• _WHAT THE TASK ASKS_: In the records below, print each line exactly and leave every image out.
******
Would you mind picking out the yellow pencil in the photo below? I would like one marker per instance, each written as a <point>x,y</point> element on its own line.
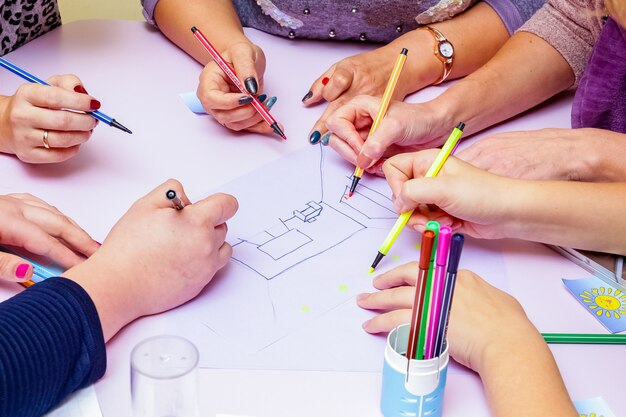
<point>382,110</point>
<point>434,169</point>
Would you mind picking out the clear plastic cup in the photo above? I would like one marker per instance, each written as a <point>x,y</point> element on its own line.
<point>164,378</point>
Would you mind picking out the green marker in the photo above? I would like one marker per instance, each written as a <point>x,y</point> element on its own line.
<point>434,169</point>
<point>577,338</point>
<point>421,339</point>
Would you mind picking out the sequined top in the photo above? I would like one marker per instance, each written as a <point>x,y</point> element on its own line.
<point>361,20</point>
<point>24,20</point>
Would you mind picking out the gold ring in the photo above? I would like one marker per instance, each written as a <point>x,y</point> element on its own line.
<point>46,144</point>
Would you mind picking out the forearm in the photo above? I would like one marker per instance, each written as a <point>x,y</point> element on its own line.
<point>111,292</point>
<point>476,34</point>
<point>217,19</point>
<point>523,380</point>
<point>524,73</point>
<point>573,214</point>
<point>50,345</point>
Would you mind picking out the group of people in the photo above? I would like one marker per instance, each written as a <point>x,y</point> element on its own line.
<point>559,186</point>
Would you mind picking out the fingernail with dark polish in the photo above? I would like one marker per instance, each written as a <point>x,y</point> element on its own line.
<point>251,85</point>
<point>315,137</point>
<point>80,89</point>
<point>21,270</point>
<point>270,102</point>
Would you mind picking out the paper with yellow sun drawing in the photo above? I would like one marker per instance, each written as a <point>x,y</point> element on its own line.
<point>593,407</point>
<point>606,302</point>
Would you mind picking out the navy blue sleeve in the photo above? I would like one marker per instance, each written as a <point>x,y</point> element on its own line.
<point>51,344</point>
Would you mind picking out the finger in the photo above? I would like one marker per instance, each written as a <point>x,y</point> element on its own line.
<point>50,119</point>
<point>404,167</point>
<point>217,208</point>
<point>374,148</point>
<point>42,155</point>
<point>315,92</point>
<point>386,322</point>
<point>389,299</point>
<point>320,124</point>
<point>220,233</point>
<point>34,239</point>
<point>61,227</point>
<point>224,254</point>
<point>60,139</point>
<point>347,121</point>
<point>57,98</point>
<point>244,57</point>
<point>237,115</point>
<point>337,84</point>
<point>343,149</point>
<point>402,275</point>
<point>13,268</point>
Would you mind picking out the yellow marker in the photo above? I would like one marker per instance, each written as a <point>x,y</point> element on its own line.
<point>434,169</point>
<point>382,110</point>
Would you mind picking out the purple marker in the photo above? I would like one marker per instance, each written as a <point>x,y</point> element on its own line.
<point>443,247</point>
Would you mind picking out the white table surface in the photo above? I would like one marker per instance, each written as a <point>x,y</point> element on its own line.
<point>137,75</point>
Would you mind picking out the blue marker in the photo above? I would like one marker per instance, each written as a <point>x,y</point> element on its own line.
<point>40,272</point>
<point>456,247</point>
<point>29,77</point>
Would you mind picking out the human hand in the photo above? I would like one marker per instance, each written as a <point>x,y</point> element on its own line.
<point>406,127</point>
<point>550,154</point>
<point>483,319</point>
<point>223,100</point>
<point>156,257</point>
<point>36,109</point>
<point>31,224</point>
<point>363,74</point>
<point>467,199</point>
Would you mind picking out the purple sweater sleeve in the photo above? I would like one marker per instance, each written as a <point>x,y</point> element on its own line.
<point>51,344</point>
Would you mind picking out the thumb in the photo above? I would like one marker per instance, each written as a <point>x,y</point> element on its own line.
<point>377,143</point>
<point>13,268</point>
<point>243,56</point>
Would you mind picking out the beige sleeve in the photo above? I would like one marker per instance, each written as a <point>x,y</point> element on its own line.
<point>571,27</point>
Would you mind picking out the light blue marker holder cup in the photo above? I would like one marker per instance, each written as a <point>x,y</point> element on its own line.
<point>419,395</point>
******
• _RESPONSE TO THE TASK_:
Would you mind picking out the yellow pencil in the photo below? I would like one marker per instance, each written as a <point>x,y</point> element on its own line.
<point>382,110</point>
<point>434,169</point>
Would you mind picking out the clear plastic cup in the photo above? I would like one marker per instance, each written as a <point>x,y</point> element on its own line.
<point>164,378</point>
Would you mind picking out the green marker in the photo above? I would like one marker per instance, each written as a <point>x,y</point> element on its own line.
<point>434,169</point>
<point>577,338</point>
<point>421,339</point>
Would you mind picking out the sequined top in the photo above? I would like one marker per instance, each written as a <point>x,y</point> element on its own line.
<point>361,20</point>
<point>24,20</point>
Would you mind picking out the gold ring in the photo above? I would like one marker per instance, each written as a <point>x,y</point> element on its own line.
<point>46,144</point>
Would you mind picking out the forearm in the photo above? I would like one marker per instance, each written as a <point>x,y</point> element on its own line.
<point>111,292</point>
<point>476,34</point>
<point>217,19</point>
<point>523,380</point>
<point>524,73</point>
<point>573,214</point>
<point>50,345</point>
Would you mind picking out the group of people in the photo above? I would like one marker per instance, each written as a <point>x,y</point> element on its own line.
<point>559,186</point>
Would you mind picking out the fingernail with dark polish in the photo above? I would like one marker per instance, each written as a <point>x,y</point> element on its own line.
<point>251,85</point>
<point>315,137</point>
<point>80,89</point>
<point>21,270</point>
<point>270,102</point>
Would you mind picking out the paper with yellow sun drawing in the photo above? I would like one marker per instance, each written as a <point>x,y</point> element on its own line.
<point>593,407</point>
<point>606,302</point>
Would you mind picking out the navy blue sleeve in the photo above? I would like one marker per instance, each written as a <point>x,y</point> element on its own line.
<point>51,344</point>
Would you mind picking out the finger in the photo above? I would like one marker per instance, each written as a <point>x,y</point> element on its own line.
<point>50,119</point>
<point>404,167</point>
<point>217,208</point>
<point>374,148</point>
<point>42,155</point>
<point>315,92</point>
<point>386,322</point>
<point>389,299</point>
<point>320,124</point>
<point>220,233</point>
<point>34,239</point>
<point>61,227</point>
<point>224,254</point>
<point>60,139</point>
<point>347,121</point>
<point>57,98</point>
<point>244,57</point>
<point>237,115</point>
<point>337,84</point>
<point>343,149</point>
<point>402,275</point>
<point>13,268</point>
Would you mind picking out the yellow marker in the photo above? I would like one marker per instance, each written as a <point>x,y</point> element on its own line.
<point>434,169</point>
<point>382,110</point>
Would you mind picking out the purple marker in the photo above? I would like one marker per instance, each written as a <point>x,y</point> element on its own line.
<point>443,247</point>
Would you mind picking out the white table surface in the photo above? I would like one marker per instance, each written as a <point>x,y</point> element on its own line.
<point>137,75</point>
Would you mind picking out the blue marker in the photo above? I would like one marker per instance, each written as a <point>x,y</point> element on its own line.
<point>40,272</point>
<point>456,247</point>
<point>29,77</point>
Would you mind picking out the human hand in the photo above? I would like one marker per instance, each written as a <point>x,y</point> element on its own line.
<point>406,127</point>
<point>550,154</point>
<point>483,319</point>
<point>223,100</point>
<point>156,257</point>
<point>36,109</point>
<point>31,224</point>
<point>363,74</point>
<point>467,199</point>
Would you mind picking out the purple sweater sleeve in the photo above? I would like one marker per instance, each written as a <point>x,y</point> element on its own line.
<point>51,344</point>
Would you mind picking out the thumb in the photo above? I would like one marker per instance, each written as a <point>x,y</point> element on its own line.
<point>377,143</point>
<point>13,268</point>
<point>243,56</point>
Would you mind picking out the beige sleeve in the photo above? I would like one marker per instance, each written as a <point>x,y</point> element on its own line.
<point>571,27</point>
Would you mind picking out the light blue marker holder cup in the photo above? I would like one marker per instance, each written as a <point>x,y</point> element on its own line.
<point>419,395</point>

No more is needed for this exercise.